*Goal of the exercise*
Return everything from the start of the data down to the line containing "positive clicks: (327, 186) (397, 34)", both ends included, reproducing those lines verbatim.

----- The input -----

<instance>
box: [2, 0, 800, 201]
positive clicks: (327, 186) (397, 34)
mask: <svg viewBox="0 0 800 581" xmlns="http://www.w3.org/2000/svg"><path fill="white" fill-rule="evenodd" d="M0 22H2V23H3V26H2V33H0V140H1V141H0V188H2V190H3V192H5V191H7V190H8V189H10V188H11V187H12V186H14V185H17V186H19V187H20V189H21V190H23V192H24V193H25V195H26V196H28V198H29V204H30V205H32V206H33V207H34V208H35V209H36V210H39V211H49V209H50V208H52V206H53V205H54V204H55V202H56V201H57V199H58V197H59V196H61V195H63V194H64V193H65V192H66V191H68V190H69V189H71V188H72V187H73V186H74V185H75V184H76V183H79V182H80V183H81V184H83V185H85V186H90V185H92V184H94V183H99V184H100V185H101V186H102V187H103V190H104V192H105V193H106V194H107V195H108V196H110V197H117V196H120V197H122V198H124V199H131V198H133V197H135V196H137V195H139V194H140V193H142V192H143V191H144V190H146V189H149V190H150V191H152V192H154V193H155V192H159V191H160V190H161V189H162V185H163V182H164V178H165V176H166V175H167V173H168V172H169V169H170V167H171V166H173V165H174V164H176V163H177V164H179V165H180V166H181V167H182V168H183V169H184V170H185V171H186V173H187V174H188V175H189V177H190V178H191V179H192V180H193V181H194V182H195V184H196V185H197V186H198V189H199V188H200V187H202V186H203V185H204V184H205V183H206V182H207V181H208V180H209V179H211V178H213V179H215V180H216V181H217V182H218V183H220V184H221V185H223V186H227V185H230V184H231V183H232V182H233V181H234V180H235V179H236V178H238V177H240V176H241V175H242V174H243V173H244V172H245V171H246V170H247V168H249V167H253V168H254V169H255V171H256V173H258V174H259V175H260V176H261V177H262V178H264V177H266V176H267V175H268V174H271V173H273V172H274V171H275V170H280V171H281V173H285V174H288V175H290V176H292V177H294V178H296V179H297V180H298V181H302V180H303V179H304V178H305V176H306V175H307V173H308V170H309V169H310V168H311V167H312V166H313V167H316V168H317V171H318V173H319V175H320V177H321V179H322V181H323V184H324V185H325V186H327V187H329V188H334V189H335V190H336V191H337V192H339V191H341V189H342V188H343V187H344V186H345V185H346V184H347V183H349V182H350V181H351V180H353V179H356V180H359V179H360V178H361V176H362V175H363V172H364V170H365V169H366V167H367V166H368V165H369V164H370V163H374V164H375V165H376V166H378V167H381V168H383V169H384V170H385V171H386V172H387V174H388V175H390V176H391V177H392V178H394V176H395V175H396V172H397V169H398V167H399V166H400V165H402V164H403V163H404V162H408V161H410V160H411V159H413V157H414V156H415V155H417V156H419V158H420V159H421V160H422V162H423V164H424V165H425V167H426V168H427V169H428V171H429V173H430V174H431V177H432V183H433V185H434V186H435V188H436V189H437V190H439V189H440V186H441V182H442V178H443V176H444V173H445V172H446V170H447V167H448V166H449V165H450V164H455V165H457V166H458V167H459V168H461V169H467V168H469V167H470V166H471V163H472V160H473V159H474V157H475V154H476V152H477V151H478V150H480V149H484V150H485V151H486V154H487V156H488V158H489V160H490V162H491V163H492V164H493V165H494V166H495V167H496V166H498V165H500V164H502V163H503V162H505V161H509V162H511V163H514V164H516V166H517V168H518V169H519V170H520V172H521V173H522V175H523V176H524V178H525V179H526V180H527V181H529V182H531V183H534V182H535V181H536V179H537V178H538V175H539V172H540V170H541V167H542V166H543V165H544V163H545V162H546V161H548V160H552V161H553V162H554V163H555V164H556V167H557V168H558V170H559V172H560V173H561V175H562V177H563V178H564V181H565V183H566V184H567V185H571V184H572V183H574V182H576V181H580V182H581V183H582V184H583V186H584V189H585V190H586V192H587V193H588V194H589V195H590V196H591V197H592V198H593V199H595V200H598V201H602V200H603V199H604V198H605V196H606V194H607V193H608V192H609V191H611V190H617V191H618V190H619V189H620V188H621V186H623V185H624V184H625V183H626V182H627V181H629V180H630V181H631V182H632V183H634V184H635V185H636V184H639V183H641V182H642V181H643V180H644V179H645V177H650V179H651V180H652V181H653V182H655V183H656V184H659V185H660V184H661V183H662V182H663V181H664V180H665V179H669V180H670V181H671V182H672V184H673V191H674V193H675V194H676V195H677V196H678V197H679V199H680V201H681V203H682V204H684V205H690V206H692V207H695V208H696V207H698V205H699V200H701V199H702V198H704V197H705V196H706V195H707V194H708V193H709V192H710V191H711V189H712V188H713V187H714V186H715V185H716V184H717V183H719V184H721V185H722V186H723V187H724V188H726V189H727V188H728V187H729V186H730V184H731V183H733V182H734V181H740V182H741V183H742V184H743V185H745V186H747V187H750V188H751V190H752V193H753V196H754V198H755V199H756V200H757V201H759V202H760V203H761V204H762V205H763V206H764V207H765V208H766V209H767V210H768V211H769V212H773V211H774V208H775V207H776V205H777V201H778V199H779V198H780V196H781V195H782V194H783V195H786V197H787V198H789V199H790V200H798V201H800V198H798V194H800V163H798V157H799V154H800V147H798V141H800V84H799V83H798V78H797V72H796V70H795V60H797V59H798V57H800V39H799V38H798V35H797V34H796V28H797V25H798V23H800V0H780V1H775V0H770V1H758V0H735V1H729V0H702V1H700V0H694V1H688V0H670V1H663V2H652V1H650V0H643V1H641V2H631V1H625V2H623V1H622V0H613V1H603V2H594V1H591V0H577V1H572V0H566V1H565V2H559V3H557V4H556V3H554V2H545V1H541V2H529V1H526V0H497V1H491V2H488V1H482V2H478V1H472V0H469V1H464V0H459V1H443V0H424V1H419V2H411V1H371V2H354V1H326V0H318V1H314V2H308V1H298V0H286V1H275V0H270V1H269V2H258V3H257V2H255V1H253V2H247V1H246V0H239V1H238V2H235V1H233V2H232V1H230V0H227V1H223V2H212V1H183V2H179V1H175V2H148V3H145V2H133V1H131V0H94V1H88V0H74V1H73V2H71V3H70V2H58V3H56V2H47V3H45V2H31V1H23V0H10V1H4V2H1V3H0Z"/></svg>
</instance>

-----

*Result of the exercise*
<instance>
box: [2, 0, 800, 201]
positive clicks: (327, 186) (397, 34)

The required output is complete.